_SELECTED EXCERPT_
━━━━━━━━━━━━━━━━

Integral formed oil column extender for hydraulic lash adjuster

A hydraulic lash adjuster for an internal combustion engine, and a method of its construction is disclosed. The lash adjuster has a cylindrical follower body in which a tubular plunger is slidingly disposed. The plunger cooperates with the follower body to define a high pressure chamber therebetween which is supplied with fluid through a valved port. A low pressure chamber which operates to supply fluid to the high pressure chamber through the valved opening, is defined by an axial passage through the plunger. Fluid flows into and out of the low pressure chamber through a port in the wall of the plunger. Intermediate of the port and the valved opening is a radially inwardly extending annular shelf which is integral formed with the axial passage of the plunger using a mechanical shaving step to plow a portion of the plunger material from the wall of the axially extending passage. The annular shelf operates as a baffle to prevent loss of fluid from the low pressure chamber when the hydraulic lash adjuster is installed at an angle from vertical.

TECHNICAL FIELD 
The invention relates to hydraulic lash adjusters for use in internal 
combustion engines. 
BACKGROUND 
When a hydraulic lash adjuster is used, for example, in an overhead cam 
engine to serve as the fulcrum for a rocker arm in the poppet valve 
operating train of the engine, the lifters are typically dependent on an 
internal oil reservoir for proper function on initial engine start-up.

━━━━━━━━━━━━━━━━

_MATERIAL PROVIDED_
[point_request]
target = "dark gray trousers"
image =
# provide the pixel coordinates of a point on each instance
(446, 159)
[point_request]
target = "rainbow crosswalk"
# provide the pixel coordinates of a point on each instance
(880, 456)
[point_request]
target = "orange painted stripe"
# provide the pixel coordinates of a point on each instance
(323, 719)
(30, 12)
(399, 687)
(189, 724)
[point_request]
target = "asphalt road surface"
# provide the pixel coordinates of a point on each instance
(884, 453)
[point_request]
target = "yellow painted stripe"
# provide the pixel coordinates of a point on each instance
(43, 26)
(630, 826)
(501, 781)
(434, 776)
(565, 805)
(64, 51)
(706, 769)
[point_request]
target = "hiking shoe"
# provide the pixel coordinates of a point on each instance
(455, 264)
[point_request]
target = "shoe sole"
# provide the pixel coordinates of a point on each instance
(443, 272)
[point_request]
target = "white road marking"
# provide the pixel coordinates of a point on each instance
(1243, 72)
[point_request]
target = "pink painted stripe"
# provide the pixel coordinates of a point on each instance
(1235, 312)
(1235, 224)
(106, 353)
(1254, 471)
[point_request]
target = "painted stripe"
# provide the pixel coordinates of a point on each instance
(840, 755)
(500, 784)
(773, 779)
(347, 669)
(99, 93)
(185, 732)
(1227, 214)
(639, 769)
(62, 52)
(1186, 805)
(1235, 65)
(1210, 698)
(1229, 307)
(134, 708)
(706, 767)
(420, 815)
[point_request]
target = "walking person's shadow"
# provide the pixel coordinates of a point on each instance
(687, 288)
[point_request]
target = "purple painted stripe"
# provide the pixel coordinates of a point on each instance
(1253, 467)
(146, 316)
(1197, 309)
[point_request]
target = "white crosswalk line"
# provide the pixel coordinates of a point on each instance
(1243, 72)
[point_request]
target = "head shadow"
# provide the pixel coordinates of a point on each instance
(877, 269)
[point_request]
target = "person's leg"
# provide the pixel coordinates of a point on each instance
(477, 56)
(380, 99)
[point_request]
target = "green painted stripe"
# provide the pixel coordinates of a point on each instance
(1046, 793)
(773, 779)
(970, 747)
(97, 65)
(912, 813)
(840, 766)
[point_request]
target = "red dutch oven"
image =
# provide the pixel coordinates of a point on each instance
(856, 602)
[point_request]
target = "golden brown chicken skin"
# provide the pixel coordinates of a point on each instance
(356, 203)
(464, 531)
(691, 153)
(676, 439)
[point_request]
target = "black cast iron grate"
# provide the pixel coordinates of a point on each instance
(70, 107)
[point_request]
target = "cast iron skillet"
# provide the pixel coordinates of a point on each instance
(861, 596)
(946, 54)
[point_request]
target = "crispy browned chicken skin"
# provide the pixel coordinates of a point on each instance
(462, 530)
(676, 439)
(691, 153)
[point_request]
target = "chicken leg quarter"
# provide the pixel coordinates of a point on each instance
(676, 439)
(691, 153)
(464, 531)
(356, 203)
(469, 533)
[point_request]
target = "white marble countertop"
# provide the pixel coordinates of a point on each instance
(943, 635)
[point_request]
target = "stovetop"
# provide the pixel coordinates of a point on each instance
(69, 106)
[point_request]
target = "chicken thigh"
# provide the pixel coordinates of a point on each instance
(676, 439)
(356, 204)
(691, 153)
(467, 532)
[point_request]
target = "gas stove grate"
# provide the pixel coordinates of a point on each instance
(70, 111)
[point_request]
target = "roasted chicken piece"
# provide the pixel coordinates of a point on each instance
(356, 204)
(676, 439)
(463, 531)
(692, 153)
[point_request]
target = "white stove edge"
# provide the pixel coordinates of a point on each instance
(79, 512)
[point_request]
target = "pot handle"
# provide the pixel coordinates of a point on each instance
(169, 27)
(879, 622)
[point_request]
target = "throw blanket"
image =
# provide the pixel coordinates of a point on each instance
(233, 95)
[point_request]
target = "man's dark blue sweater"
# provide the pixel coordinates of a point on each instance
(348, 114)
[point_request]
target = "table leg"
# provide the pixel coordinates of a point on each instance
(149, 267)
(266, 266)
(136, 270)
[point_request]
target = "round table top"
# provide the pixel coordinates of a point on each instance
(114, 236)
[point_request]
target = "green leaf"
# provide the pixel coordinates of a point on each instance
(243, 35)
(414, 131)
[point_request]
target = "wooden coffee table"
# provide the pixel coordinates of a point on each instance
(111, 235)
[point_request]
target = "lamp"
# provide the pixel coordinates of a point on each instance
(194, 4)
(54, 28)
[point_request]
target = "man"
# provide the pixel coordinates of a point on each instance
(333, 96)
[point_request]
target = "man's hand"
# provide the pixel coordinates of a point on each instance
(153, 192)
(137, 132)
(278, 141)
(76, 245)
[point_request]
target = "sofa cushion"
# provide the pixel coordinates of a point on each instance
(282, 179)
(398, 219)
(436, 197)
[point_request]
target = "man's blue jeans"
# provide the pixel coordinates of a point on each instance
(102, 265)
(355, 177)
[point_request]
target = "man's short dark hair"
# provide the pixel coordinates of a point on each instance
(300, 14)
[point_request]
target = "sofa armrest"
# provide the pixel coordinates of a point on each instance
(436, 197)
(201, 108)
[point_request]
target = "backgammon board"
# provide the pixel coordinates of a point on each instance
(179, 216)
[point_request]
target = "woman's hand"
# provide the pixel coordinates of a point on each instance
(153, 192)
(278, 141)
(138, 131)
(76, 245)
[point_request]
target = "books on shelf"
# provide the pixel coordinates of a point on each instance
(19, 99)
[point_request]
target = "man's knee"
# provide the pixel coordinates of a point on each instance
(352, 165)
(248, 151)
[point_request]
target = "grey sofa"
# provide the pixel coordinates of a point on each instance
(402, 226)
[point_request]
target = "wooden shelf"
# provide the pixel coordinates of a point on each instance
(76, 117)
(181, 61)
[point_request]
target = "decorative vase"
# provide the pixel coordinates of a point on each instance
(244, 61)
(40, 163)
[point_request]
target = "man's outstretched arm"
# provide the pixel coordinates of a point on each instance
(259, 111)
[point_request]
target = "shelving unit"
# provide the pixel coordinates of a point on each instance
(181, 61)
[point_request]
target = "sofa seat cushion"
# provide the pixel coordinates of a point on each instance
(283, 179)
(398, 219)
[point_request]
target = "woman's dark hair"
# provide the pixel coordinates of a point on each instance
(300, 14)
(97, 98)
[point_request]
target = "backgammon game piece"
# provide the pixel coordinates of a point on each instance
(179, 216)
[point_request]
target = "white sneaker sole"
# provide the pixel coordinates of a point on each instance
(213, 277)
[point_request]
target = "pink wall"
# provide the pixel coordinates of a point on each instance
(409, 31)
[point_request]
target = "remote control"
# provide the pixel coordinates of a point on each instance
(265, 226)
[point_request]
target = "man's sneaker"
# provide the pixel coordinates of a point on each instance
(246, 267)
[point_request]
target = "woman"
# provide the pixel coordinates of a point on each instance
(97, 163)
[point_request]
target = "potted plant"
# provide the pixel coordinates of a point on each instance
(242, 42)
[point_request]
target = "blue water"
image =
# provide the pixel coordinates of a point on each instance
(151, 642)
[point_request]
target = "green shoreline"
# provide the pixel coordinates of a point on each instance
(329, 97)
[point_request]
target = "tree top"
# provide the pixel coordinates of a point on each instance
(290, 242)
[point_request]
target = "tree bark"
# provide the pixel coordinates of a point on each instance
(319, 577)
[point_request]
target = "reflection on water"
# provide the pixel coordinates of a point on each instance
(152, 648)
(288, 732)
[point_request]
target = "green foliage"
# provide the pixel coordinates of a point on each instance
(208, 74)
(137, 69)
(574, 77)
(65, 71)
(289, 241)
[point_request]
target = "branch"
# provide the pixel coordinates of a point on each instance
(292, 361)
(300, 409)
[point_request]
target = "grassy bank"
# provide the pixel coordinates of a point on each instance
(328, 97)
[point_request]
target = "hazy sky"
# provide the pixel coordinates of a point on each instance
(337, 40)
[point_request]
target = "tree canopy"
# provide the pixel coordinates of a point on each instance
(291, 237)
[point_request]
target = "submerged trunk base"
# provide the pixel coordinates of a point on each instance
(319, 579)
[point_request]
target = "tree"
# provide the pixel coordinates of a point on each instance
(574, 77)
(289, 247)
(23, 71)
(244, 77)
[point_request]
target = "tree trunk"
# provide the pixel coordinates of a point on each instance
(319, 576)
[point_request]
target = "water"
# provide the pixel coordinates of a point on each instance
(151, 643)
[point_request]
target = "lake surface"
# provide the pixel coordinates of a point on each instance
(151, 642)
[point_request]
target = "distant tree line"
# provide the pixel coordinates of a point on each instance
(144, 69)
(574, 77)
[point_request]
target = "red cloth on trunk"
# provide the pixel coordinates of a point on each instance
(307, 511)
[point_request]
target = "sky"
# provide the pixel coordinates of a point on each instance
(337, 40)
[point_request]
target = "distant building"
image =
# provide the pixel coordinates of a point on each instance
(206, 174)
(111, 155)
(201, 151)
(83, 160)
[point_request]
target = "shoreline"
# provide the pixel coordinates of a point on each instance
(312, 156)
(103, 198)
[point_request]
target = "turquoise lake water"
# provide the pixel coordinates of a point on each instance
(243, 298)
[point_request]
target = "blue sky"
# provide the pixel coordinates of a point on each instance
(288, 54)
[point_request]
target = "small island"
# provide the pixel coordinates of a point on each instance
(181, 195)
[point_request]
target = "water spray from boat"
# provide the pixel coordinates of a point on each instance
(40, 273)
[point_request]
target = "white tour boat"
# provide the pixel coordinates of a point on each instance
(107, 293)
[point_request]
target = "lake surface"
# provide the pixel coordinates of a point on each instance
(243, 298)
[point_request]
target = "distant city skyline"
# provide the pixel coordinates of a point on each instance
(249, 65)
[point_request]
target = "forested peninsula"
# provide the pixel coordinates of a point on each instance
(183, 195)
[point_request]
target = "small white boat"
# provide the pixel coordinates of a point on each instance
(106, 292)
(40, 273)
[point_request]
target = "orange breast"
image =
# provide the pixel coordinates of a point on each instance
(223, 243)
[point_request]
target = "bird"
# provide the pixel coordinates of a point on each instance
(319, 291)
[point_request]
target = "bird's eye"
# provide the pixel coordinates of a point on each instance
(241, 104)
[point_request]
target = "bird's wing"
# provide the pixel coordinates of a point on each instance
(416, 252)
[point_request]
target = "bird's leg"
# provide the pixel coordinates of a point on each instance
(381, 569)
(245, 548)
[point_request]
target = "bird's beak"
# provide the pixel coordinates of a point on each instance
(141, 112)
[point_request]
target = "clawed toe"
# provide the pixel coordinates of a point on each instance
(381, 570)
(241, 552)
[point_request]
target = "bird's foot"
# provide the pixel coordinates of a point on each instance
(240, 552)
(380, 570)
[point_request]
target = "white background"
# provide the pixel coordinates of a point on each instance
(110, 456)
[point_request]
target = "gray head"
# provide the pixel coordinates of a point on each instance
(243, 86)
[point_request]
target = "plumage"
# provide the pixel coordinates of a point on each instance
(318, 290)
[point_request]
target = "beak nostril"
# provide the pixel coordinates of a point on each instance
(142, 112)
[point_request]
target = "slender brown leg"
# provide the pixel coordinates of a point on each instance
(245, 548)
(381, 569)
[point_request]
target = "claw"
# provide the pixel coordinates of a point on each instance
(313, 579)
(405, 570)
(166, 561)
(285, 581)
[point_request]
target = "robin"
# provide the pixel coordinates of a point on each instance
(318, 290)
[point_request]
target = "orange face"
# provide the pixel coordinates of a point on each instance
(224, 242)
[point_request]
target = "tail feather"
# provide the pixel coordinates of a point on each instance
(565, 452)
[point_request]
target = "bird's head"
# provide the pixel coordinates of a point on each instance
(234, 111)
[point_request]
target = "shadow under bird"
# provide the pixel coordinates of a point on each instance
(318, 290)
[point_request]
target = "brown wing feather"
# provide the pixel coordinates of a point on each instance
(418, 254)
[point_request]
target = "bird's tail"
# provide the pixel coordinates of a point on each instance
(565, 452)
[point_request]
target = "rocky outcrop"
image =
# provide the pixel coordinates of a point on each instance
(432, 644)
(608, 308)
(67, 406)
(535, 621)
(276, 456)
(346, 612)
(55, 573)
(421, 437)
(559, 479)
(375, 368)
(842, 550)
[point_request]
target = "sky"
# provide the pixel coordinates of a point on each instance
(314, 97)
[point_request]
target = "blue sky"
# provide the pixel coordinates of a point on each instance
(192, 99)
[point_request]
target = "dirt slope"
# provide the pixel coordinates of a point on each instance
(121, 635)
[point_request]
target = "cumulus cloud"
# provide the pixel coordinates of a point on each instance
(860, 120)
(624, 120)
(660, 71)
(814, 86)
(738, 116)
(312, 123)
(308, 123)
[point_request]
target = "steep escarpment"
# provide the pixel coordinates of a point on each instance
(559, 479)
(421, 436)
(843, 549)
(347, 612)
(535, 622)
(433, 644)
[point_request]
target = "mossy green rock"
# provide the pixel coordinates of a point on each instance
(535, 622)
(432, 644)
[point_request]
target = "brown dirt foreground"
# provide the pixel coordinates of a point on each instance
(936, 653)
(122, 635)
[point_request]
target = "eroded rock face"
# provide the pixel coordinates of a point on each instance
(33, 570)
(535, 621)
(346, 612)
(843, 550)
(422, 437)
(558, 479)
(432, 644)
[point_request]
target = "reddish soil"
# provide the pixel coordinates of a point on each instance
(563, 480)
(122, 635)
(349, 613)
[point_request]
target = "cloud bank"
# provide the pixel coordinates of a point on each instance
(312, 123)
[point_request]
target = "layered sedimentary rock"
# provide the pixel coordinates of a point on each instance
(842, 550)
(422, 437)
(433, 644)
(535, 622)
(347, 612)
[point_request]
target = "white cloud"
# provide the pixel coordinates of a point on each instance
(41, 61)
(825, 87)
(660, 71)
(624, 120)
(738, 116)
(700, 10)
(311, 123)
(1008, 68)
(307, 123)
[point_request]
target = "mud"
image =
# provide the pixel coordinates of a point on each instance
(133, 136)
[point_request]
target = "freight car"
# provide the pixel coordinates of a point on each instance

━━━━━━━━━━━━━━━━

_DIRECTIONS_
[A] Answer these questions from the lash adjuster patent text, using the same markings in your answer:
(i) What is slidingly disposed in the cylindrical follower body?
(ii) How is the annular shelf formed within the plunger's axial passage?
(iii) What are the lifters typically dependent on for proper function on initial engine start-up?
[B] Turn the paragraph in the lash adjuster patent text that begins "A hydraulic lash adjuster for an internal combustion engine" into a concise bulleted list that keeps its main facts.
[C] Extend the patent text on hydraulic lash adjusters with a new passage that follows on from the last sentence given.
The data comes from a different source than the patent text on hydraulic lash adjusters.

_FINAL ANSWERS_
[A]
(i) A tubular plunger.
(ii) It is formed integrally with the axial passage by a mechanical shaving step that plows a portion of the plunger material from the wall of the passage.
(iii) An internal oil reservoir.

[B]
- The disclosure covers a hydraulic lash adjuster for an internal combustion engine and a method of constructing it.
- A tubular plunger slides inside a cylindrical follower body.
- The plunger and follower body define a high pressure chamber, which is supplied with fluid through a valved port.
- A low pressure chamber, formed by an axial passage through the plunger, supplies fluid to the high pressure chamber through the valved opening.
- Fluid enters and leaves the low pressure chamber through a port in the plunger wall.
- Between that port and the valved opening, a radially inward annular shelf is formed integrally with the axial passage by mechanically shaving material from the passage wall.
- The shelf acts as a baffle that keeps fluid from escaping the low pressure chamber when the adjuster is installed at an angle from vertical.

[C]
During inoperative periods, pressure chamber oil will typically escape 
therefrom between the sliding surfaces of the lash adjuster plunger and 
follower body. Oil stored within the follower body is used by the lash 
adjuster to refill the pressure chamber during the time interval that the 
engine lubricating system requires to refill the lifter. The performance 
of these lifters is adversely affected by angles of installation which 
effectively reduce the height of the stored oil column in the follower 
body. 
The problem created by large installation angles has been addressed 
previously by installation of a separate baffle member into the lash 
adjuster body. The baffle member is configured to increase the height of 
the stored oil column. The addition of the baffle increases the cost of 
the lifter substantially as processing is impacted by the additional 
operation required to install the baffle and by the cost of the component 
which is typically a precision stamped piece.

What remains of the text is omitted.